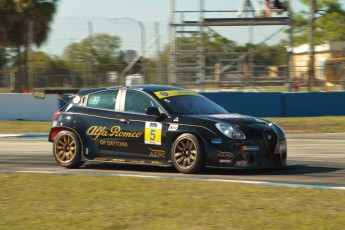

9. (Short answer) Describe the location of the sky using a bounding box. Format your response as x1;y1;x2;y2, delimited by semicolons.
40;0;310;55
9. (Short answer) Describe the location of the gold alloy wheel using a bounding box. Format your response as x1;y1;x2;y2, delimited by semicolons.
54;133;77;163
174;137;198;169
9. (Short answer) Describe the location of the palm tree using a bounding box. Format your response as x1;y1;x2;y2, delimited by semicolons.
0;0;58;92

- Task prompt:
Please output the data above as a Markdown table with two columns, Row and Line, giving each nonblank line its own numbered row and leaving the pictures out.

- Task result:
| Row | Line |
|---|---|
| 1 | 9. (Short answer) Describe the location of the sky using a bounding box. Format your response as x1;y1;x2;y2, delimited by semicolons. |
| 2 | 40;0;310;55 |
| 3 | 9. (Short answer) Describe the location of the gold alloy wheel using a bounding box. Format your response as x1;y1;x2;y2, delimited by semicolons. |
| 4 | 54;133;77;163 |
| 5 | 174;137;198;169 |
| 6 | 9. (Short answer) Describe the location of the palm tree using a bounding box. Format your response as x1;y1;x2;y2, delimited by semicolons. |
| 7 | 0;0;58;92 |